The listing has to be given again in full and exactly.

• **Data extracts**
────────

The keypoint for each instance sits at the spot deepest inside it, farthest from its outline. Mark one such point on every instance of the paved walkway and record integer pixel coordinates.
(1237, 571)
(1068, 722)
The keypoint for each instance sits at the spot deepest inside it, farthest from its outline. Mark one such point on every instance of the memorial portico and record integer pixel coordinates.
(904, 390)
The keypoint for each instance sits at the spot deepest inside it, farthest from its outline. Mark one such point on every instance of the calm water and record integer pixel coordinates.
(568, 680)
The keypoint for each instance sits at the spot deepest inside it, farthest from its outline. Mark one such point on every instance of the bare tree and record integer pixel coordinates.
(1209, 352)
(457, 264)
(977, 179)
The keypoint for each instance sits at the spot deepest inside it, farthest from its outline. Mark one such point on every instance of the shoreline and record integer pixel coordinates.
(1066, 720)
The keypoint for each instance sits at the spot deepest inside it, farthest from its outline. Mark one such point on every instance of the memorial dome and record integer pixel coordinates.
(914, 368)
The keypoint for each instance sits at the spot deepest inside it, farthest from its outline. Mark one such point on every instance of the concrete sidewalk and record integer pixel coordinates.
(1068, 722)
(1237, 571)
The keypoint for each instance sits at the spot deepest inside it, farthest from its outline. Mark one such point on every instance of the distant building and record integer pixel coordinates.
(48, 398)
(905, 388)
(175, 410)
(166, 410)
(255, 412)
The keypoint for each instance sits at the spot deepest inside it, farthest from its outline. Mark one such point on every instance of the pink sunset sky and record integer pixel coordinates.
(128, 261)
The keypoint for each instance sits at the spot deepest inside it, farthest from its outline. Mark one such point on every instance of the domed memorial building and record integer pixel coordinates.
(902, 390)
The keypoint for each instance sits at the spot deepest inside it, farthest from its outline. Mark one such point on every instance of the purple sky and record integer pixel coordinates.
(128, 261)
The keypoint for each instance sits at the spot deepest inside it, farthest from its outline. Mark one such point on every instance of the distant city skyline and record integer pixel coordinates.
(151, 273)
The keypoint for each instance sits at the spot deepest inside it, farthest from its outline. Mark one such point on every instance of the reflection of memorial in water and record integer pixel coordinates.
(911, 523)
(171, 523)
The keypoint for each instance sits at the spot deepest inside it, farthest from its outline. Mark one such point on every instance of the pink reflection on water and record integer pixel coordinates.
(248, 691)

────────

• **Solution below**
The keypoint for each instance sits at the spot deepest inside it, farthest from its outline. Mark one such point on every instance of the paved walkway and record integer pixel coordinates.
(1237, 571)
(1068, 722)
The keypoint for each instance sits at the spot deepest inside it, farthest from its outline. Mark one such point on every instance of the memorial portico and record integer pixel coordinates.
(904, 390)
The keypoint for each instance sits at the spot deepest inside it, farthest from its outline. Mark one such point on every instance of the calm water and record integer pixel coordinates.
(568, 680)
The keypoint for each instance sits at the spot deepest inside it, farthest from its outline. Mark one such point on every instance of the bare tree and record integer pixel coordinates.
(1209, 352)
(457, 264)
(977, 179)
The keypoint for each instance sits at the spot deepest inside it, farthest from its outline. Mark one such point on every instance of the shoreline and record integer pixel coordinates.
(1066, 720)
The keypoint for each instance sits at the spot deepest inside it, farthest from its outline. Mark one such point on every instance of the memorial dome and record integer pixel coordinates.
(914, 368)
The keypoint for each instance sits at the spot deepest inside it, farthest from its outline. Mark one such point on every instance of the concrete sidewalk and record integer pixel coordinates.
(1068, 722)
(1237, 571)
The keypoint for each instance sits at the spot deepest inside it, farthest from its outline. Mark one such point on every instance of the distant building and record integer pixel coordinates.
(48, 398)
(905, 388)
(175, 410)
(166, 410)
(255, 412)
The keypoint for each instance sits at the spot deepest inside it, farthest from its outline. Mark one such point on every instance of the pink sunset sky and record integer pixel coordinates.
(128, 261)
The keypoint for each instance sits at the spot deepest inside it, farthest from its outline. Mark one such point on every instance of the domed memorial building and record integer pixel coordinates.
(902, 390)
The keypoint for each instance sits at the spot deepest inside it, farthest from its outline. Mark one such point on every instance of the purple sky and record integer pixel coordinates.
(128, 261)
The keypoint for each instance sits at the spot deepest inside it, farthest from its outline. Mark one such point on every instance of the distant city skyline and record integer pixel coordinates.
(151, 273)
The keypoint for each instance sits at the spot deepest inside it, farthest from its outline. Mark one such point on every instance of the reflection of memorial in water and record integer pixel coordinates.
(911, 523)
(171, 523)
The keypoint for each instance sits at the spot deepest inside it, farthest from its outline. Mark one such point on every instance of the pink reflection on water and record integer pixel coordinates.
(248, 691)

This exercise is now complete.